* _INSTRUCTIONS TO FOLLOW_
Display all lines of the data below that contain the word "every", treating uppercase and lowercase as different.

[Start EXERCISE INPUT]

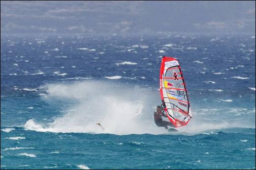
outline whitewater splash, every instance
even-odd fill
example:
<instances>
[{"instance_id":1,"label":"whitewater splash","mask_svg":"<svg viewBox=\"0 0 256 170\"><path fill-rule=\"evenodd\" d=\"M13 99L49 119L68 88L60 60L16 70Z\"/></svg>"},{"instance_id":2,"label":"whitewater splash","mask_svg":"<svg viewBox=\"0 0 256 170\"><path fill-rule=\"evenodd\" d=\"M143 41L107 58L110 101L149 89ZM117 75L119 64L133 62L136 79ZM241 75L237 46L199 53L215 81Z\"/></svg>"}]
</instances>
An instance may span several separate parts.
<instances>
[{"instance_id":1,"label":"whitewater splash","mask_svg":"<svg viewBox=\"0 0 256 170\"><path fill-rule=\"evenodd\" d=\"M154 122L153 112L160 96L150 88L104 81L87 80L71 84L48 84L42 97L50 104L72 102L65 114L45 126L31 119L28 130L54 132L107 133L116 134L166 132ZM96 124L99 122L105 130Z\"/></svg>"},{"instance_id":2,"label":"whitewater splash","mask_svg":"<svg viewBox=\"0 0 256 170\"><path fill-rule=\"evenodd\" d=\"M154 121L153 113L157 105L160 104L160 99L159 91L151 88L107 80L87 80L71 84L48 84L40 89L45 89L47 94L41 97L50 105L65 103L66 106L61 108L64 114L50 124L29 120L24 125L26 129L118 135L167 132L164 128L157 126ZM218 112L216 110L214 111ZM207 111L204 118L200 114L201 111L193 111L193 119L188 126L182 128L183 132L193 134L230 127L252 127L245 126L231 119L222 122L210 120L212 111ZM255 113L255 109L253 112ZM105 130L96 124L97 122ZM253 127L255 127L254 123Z\"/></svg>"}]
</instances>

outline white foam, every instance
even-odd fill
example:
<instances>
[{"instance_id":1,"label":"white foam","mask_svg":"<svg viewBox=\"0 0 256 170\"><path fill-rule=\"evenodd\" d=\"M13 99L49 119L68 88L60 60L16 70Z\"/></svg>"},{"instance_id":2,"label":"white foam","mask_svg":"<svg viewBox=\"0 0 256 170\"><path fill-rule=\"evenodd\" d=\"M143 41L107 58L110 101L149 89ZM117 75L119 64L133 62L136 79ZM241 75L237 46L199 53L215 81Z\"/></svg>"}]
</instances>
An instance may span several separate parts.
<instances>
[{"instance_id":1,"label":"white foam","mask_svg":"<svg viewBox=\"0 0 256 170\"><path fill-rule=\"evenodd\" d=\"M67 58L67 56L65 55L57 56L55 58Z\"/></svg>"},{"instance_id":2,"label":"white foam","mask_svg":"<svg viewBox=\"0 0 256 170\"><path fill-rule=\"evenodd\" d=\"M80 80L80 79L91 79L93 78L93 77L70 77L70 78L62 78L62 80Z\"/></svg>"},{"instance_id":3,"label":"white foam","mask_svg":"<svg viewBox=\"0 0 256 170\"><path fill-rule=\"evenodd\" d=\"M90 170L90 168L84 165L78 165L77 167L81 170Z\"/></svg>"},{"instance_id":4,"label":"white foam","mask_svg":"<svg viewBox=\"0 0 256 170\"><path fill-rule=\"evenodd\" d=\"M216 82L215 81L204 81L204 82L205 82L205 83L207 83L207 84L209 84L210 83L212 83L212 84L215 84L216 83Z\"/></svg>"},{"instance_id":5,"label":"white foam","mask_svg":"<svg viewBox=\"0 0 256 170\"><path fill-rule=\"evenodd\" d=\"M31 75L40 75L40 74L44 74L45 73L43 73L43 72L39 71L38 73L33 73L32 74L31 74Z\"/></svg>"},{"instance_id":6,"label":"white foam","mask_svg":"<svg viewBox=\"0 0 256 170\"><path fill-rule=\"evenodd\" d=\"M239 76L234 76L232 77L231 78L238 78L238 79L249 79L248 77L240 77Z\"/></svg>"},{"instance_id":7,"label":"white foam","mask_svg":"<svg viewBox=\"0 0 256 170\"><path fill-rule=\"evenodd\" d=\"M4 139L10 139L11 140L18 140L20 139L25 139L26 138L25 138L25 137L21 137L19 136L17 136L17 137L14 137L5 138Z\"/></svg>"},{"instance_id":8,"label":"white foam","mask_svg":"<svg viewBox=\"0 0 256 170\"><path fill-rule=\"evenodd\" d=\"M140 145L141 144L144 144L142 142L131 142L130 143L135 144L136 145Z\"/></svg>"},{"instance_id":9,"label":"white foam","mask_svg":"<svg viewBox=\"0 0 256 170\"><path fill-rule=\"evenodd\" d=\"M193 49L193 50L196 50L197 49L197 48L196 48L196 47L188 47L187 48L187 49Z\"/></svg>"},{"instance_id":10,"label":"white foam","mask_svg":"<svg viewBox=\"0 0 256 170\"><path fill-rule=\"evenodd\" d=\"M25 91L34 91L37 92L37 90L35 89L29 89L29 88L23 88L22 90Z\"/></svg>"},{"instance_id":11,"label":"white foam","mask_svg":"<svg viewBox=\"0 0 256 170\"><path fill-rule=\"evenodd\" d=\"M215 92L221 92L224 91L223 90L221 90L221 89L209 89L208 90L209 91L215 91Z\"/></svg>"},{"instance_id":12,"label":"white foam","mask_svg":"<svg viewBox=\"0 0 256 170\"><path fill-rule=\"evenodd\" d=\"M88 49L89 49L88 48L78 48L78 49L81 49L81 50L88 50Z\"/></svg>"},{"instance_id":13,"label":"white foam","mask_svg":"<svg viewBox=\"0 0 256 170\"><path fill-rule=\"evenodd\" d=\"M222 72L217 72L217 73L214 72L213 73L214 74L225 74L224 73L222 73Z\"/></svg>"},{"instance_id":14,"label":"white foam","mask_svg":"<svg viewBox=\"0 0 256 170\"><path fill-rule=\"evenodd\" d=\"M165 45L163 45L163 46L167 47L172 47L172 46L173 46L173 44L165 44Z\"/></svg>"},{"instance_id":15,"label":"white foam","mask_svg":"<svg viewBox=\"0 0 256 170\"><path fill-rule=\"evenodd\" d=\"M54 166L54 167L47 167L47 166L44 166L43 168L56 168L58 166Z\"/></svg>"},{"instance_id":16,"label":"white foam","mask_svg":"<svg viewBox=\"0 0 256 170\"><path fill-rule=\"evenodd\" d=\"M18 149L33 149L34 148L33 147L9 147L5 148L3 149L3 150L18 150Z\"/></svg>"},{"instance_id":17,"label":"white foam","mask_svg":"<svg viewBox=\"0 0 256 170\"><path fill-rule=\"evenodd\" d=\"M115 145L123 145L123 143L121 142L121 143L116 143L116 144L114 144Z\"/></svg>"},{"instance_id":18,"label":"white foam","mask_svg":"<svg viewBox=\"0 0 256 170\"><path fill-rule=\"evenodd\" d=\"M232 102L233 101L233 100L231 99L227 99L226 100L225 100L225 99L224 99L222 98L218 99L217 101L218 102L222 102L222 102Z\"/></svg>"},{"instance_id":19,"label":"white foam","mask_svg":"<svg viewBox=\"0 0 256 170\"><path fill-rule=\"evenodd\" d=\"M164 53L164 52L165 52L165 51L164 51L162 49L160 50L159 51L158 51L158 52L159 52L160 53Z\"/></svg>"},{"instance_id":20,"label":"white foam","mask_svg":"<svg viewBox=\"0 0 256 170\"><path fill-rule=\"evenodd\" d=\"M66 75L67 74L67 73L64 73L58 74L57 75L60 75L60 76L65 76L65 75Z\"/></svg>"},{"instance_id":21,"label":"white foam","mask_svg":"<svg viewBox=\"0 0 256 170\"><path fill-rule=\"evenodd\" d=\"M65 102L74 100L76 104L64 108L62 112L64 115L55 118L52 123L44 125L31 119L24 127L26 130L63 133L119 135L166 133L164 128L158 127L154 119L148 117L149 113L153 114L154 111L152 106L155 105L158 101L154 97L155 92L148 89L120 83L107 80L87 80L69 84L47 85L44 88L47 94L42 97L48 102L56 104L60 100ZM145 96L153 99L149 102ZM97 97L100 97L100 102ZM96 105L100 117L98 114L91 114L90 110L92 105ZM126 123L120 120L125 120ZM102 131L96 124L97 122L102 124L105 130Z\"/></svg>"},{"instance_id":22,"label":"white foam","mask_svg":"<svg viewBox=\"0 0 256 170\"><path fill-rule=\"evenodd\" d=\"M116 64L117 65L119 66L119 65L137 65L138 64L136 63L131 62L130 61L125 61L125 62L123 62L122 63L116 63Z\"/></svg>"},{"instance_id":23,"label":"white foam","mask_svg":"<svg viewBox=\"0 0 256 170\"><path fill-rule=\"evenodd\" d=\"M140 45L140 46L139 46L139 47L141 49L147 49L149 48L149 47L148 46L146 46L146 45Z\"/></svg>"},{"instance_id":24,"label":"white foam","mask_svg":"<svg viewBox=\"0 0 256 170\"><path fill-rule=\"evenodd\" d=\"M193 63L197 63L197 64L203 64L203 63L202 62L201 62L201 61L198 61L198 60L194 61L193 61Z\"/></svg>"},{"instance_id":25,"label":"white foam","mask_svg":"<svg viewBox=\"0 0 256 170\"><path fill-rule=\"evenodd\" d=\"M15 129L13 128L6 128L4 129L1 129L1 131L2 131L3 132L9 133L12 130L15 130Z\"/></svg>"},{"instance_id":26,"label":"white foam","mask_svg":"<svg viewBox=\"0 0 256 170\"><path fill-rule=\"evenodd\" d=\"M78 48L78 49L81 49L81 50L87 50L87 51L96 51L96 49L88 49L88 48Z\"/></svg>"},{"instance_id":27,"label":"white foam","mask_svg":"<svg viewBox=\"0 0 256 170\"><path fill-rule=\"evenodd\" d=\"M120 78L122 78L122 76L120 76L120 75L114 75L114 76L105 76L105 77L104 77L108 78L108 79L120 79Z\"/></svg>"},{"instance_id":28,"label":"white foam","mask_svg":"<svg viewBox=\"0 0 256 170\"><path fill-rule=\"evenodd\" d=\"M35 156L35 154L29 154L29 153L19 153L18 154L18 155L20 155L20 156L28 156L28 157L36 157L36 156Z\"/></svg>"}]
</instances>

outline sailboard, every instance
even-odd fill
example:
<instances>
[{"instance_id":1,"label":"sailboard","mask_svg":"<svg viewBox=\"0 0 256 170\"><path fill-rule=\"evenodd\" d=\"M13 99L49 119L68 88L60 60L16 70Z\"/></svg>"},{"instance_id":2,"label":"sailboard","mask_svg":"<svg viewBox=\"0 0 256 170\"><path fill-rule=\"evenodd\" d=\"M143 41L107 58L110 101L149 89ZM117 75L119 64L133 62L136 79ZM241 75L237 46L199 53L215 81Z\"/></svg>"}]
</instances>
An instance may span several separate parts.
<instances>
[{"instance_id":1,"label":"sailboard","mask_svg":"<svg viewBox=\"0 0 256 170\"><path fill-rule=\"evenodd\" d=\"M160 79L161 98L168 119L176 128L187 125L192 113L184 77L176 58L162 57Z\"/></svg>"}]
</instances>

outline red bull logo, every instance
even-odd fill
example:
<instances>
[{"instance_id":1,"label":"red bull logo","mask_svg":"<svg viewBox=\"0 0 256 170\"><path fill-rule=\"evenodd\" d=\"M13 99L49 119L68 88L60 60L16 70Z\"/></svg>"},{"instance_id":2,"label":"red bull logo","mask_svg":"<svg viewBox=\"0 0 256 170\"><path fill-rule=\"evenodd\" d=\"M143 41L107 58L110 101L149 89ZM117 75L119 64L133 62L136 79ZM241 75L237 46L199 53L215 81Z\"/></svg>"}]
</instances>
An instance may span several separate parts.
<instances>
[{"instance_id":1,"label":"red bull logo","mask_svg":"<svg viewBox=\"0 0 256 170\"><path fill-rule=\"evenodd\" d=\"M169 87L173 87L173 85L170 83L167 83L167 85Z\"/></svg>"}]
</instances>

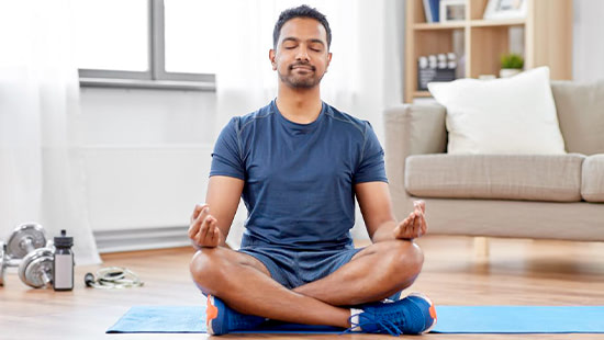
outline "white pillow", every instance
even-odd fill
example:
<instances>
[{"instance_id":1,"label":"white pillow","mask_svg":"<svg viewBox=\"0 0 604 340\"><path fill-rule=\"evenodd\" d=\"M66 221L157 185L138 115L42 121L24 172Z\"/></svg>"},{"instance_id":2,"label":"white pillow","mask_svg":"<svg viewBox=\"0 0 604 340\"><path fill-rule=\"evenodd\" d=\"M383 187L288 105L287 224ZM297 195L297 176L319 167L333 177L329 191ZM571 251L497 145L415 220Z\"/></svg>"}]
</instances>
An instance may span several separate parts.
<instances>
[{"instance_id":1,"label":"white pillow","mask_svg":"<svg viewBox=\"0 0 604 340\"><path fill-rule=\"evenodd\" d=\"M547 67L428 89L447 107L449 154L566 154Z\"/></svg>"}]
</instances>

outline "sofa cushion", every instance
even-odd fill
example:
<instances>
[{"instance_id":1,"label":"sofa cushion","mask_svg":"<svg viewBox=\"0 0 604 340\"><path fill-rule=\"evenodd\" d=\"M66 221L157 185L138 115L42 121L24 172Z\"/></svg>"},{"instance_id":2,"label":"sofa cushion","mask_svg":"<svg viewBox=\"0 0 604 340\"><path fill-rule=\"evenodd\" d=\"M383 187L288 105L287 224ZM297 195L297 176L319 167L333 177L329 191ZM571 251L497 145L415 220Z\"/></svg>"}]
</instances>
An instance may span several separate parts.
<instances>
[{"instance_id":1,"label":"sofa cushion","mask_svg":"<svg viewBox=\"0 0 604 340\"><path fill-rule=\"evenodd\" d=\"M588 202L604 202L604 155L593 155L583 161L581 196Z\"/></svg>"},{"instance_id":2,"label":"sofa cushion","mask_svg":"<svg viewBox=\"0 0 604 340\"><path fill-rule=\"evenodd\" d=\"M604 154L604 80L552 81L551 92L567 151Z\"/></svg>"},{"instance_id":3,"label":"sofa cushion","mask_svg":"<svg viewBox=\"0 0 604 340\"><path fill-rule=\"evenodd\" d=\"M568 155L416 155L405 161L414 196L581 201L581 163Z\"/></svg>"},{"instance_id":4,"label":"sofa cushion","mask_svg":"<svg viewBox=\"0 0 604 340\"><path fill-rule=\"evenodd\" d=\"M547 67L504 79L430 82L428 89L447 107L449 154L566 154Z\"/></svg>"}]
</instances>

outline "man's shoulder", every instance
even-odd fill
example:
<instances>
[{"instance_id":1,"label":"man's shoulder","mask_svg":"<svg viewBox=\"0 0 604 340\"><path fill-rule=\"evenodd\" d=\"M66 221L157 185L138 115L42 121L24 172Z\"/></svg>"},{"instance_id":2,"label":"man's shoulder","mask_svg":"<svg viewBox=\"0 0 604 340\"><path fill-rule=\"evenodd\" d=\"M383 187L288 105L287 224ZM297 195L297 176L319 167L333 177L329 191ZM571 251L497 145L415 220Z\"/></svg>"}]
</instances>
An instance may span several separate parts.
<instances>
[{"instance_id":1,"label":"man's shoulder","mask_svg":"<svg viewBox=\"0 0 604 340\"><path fill-rule=\"evenodd\" d=\"M245 126L249 125L250 123L257 122L261 118L267 118L272 114L272 103L269 103L266 106L262 106L254 112L250 112L248 114L236 116L233 120L237 121L237 125L241 129L244 129Z\"/></svg>"},{"instance_id":2,"label":"man's shoulder","mask_svg":"<svg viewBox=\"0 0 604 340\"><path fill-rule=\"evenodd\" d=\"M370 125L368 121L355 117L351 114L339 111L327 103L325 103L325 105L327 105L327 110L325 111L326 115L331 117L334 122L342 123L344 126L356 128L365 134L367 126Z\"/></svg>"}]
</instances>

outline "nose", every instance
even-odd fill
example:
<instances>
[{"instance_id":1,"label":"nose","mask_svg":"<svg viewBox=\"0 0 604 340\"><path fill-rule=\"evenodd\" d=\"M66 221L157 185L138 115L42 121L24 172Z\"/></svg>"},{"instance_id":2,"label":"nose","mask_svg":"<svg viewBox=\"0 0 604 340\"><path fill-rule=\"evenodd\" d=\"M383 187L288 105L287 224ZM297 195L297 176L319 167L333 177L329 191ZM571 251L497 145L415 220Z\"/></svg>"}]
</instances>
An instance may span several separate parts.
<instances>
[{"instance_id":1,"label":"nose","mask_svg":"<svg viewBox=\"0 0 604 340\"><path fill-rule=\"evenodd\" d=\"M309 52L306 49L306 46L300 46L300 48L298 48L298 54L295 55L295 60L304 60L304 61L310 60Z\"/></svg>"}]
</instances>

[End EXERCISE INPUT]

* _REPLY_
outline whitewater splash, every instance
outline white foam, every instance
outline sailboard, every instance
outline red bull logo, every instance
outline "white pillow", every instance
outline "sofa cushion", every instance
outline "man's shoulder", every instance
outline "nose", every instance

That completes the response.